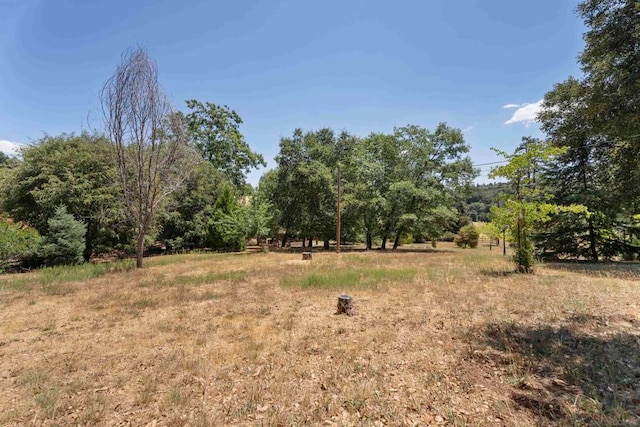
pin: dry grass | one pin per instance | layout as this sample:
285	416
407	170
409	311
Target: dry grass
440	337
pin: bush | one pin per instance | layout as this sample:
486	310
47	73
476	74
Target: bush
447	236
467	237
17	242
65	241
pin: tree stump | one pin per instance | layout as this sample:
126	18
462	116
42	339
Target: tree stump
345	305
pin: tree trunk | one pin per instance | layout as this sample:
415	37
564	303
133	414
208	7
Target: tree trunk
139	248
92	231
345	305
592	240
396	242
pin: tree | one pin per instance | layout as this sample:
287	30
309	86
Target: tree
227	227
258	217
150	142
467	237
17	242
64	244
184	222
597	117
75	170
215	131
528	205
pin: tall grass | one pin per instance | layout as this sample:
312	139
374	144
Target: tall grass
52	280
353	278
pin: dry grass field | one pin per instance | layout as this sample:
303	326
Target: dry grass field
441	337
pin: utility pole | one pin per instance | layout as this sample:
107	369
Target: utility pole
338	214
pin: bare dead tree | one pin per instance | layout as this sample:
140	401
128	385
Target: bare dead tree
150	141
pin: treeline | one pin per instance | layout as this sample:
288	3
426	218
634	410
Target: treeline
408	184
176	180
594	120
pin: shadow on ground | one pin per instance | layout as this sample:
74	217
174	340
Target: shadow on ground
622	270
575	374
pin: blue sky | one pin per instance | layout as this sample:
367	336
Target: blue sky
358	65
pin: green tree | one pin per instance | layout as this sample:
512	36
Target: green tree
259	217
64	243
528	205
467	237
184	222
227	226
17	242
77	171
597	117
215	130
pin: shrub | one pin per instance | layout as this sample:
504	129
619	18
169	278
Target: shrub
17	242
65	241
447	236
467	237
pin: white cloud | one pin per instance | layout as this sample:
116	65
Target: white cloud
526	114
9	147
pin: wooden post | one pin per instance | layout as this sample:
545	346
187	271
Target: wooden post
345	305
338	223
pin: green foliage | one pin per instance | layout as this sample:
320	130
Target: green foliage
17	242
527	206
77	171
215	130
597	118
64	242
394	185
467	237
258	217
227	227
184	223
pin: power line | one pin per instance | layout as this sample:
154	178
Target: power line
593	144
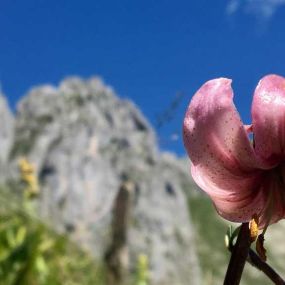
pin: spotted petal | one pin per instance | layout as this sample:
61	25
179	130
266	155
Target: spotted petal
268	119
224	163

Aim >> Using the records above, retype everything exactly except the pictures.

Solution to this problem >>
pin: dry grass | one pin per instance | layout as this sample:
285	416
407	170
409	311
Target: dry grass
440	337
pin: bush | one pin per instance | layout as this sample:
486	310
47	73
476	74
Target: bush
447	236
467	237
17	242
65	241
pin: tree stump | one pin per instance | layout as this sample:
126	18
462	116
42	339
Target: tree stump
345	305
pin: tree trunk | one pin per instance | layout as this sample:
415	37
564	303
133	414
208	7
Target: tree trunk
139	248
92	231
345	305
592	240
396	242
pin: tree | one pin per instance | layout as this sample:
287	30
309	86
Target: tree
227	227
258	217
150	142
467	237
17	242
64	244
184	222
597	117
75	170
215	131
528	205
pin: tall grass | one pin per instance | layout as this sample:
312	139
374	144
Target: tall grass
52	280
353	278
pin: dry grass field | one pin per instance | layout as this sample:
303	326
Target: dry grass field
441	337
pin: utility pole | one pin per instance | layout as this sample:
107	369
Target: utility pole
338	214
pin: bare dead tree | one pin per instance | layout as this sample:
140	401
128	385
Target: bare dead tree
150	141
pin: treeline | one pin per instance | layout as this sample:
288	3
426	218
634	410
Target: treeline
408	184
176	180
594	120
pin: shadow on ground | one pin per instance | layout as this sample:
74	217
174	340
Target: shadow on ground
622	270
575	374
pin: blue sky | one pin per instance | layout as this sample:
367	336
Target: blue sky
358	65
pin: green tree | one pin per instance | layout as this sample:
512	36
Target: green tree
259	217
64	243
528	205
467	237
184	222
227	226
17	242
77	171
597	117
215	130
pin: shrub | one pin per instance | layout as this sample:
504	129
619	18
169	278
Target: shrub
17	242
65	241
447	236
467	237
pin: white cloud | one pin per instance | layout as this sample:
116	65
Target: white cloud
526	114
9	147
pin: wooden post | one pin per instance | layout as this sample:
545	346
187	271
Target: wooden post
345	305
338	223
pin: green foliage | one pin per instance | layout as this sample:
320	130
Target: green foliage
17	242
527	206
77	171
215	130
597	118
64	242
394	185
467	237
258	217
227	227
184	223
pin: power line | one pin per instance | layout as this sample:
154	178
Target: power line
593	144
pin: spotted petal | one pin per instance | layout as this sample:
61	25
179	130
266	155
Target: spotted petal
268	119
224	163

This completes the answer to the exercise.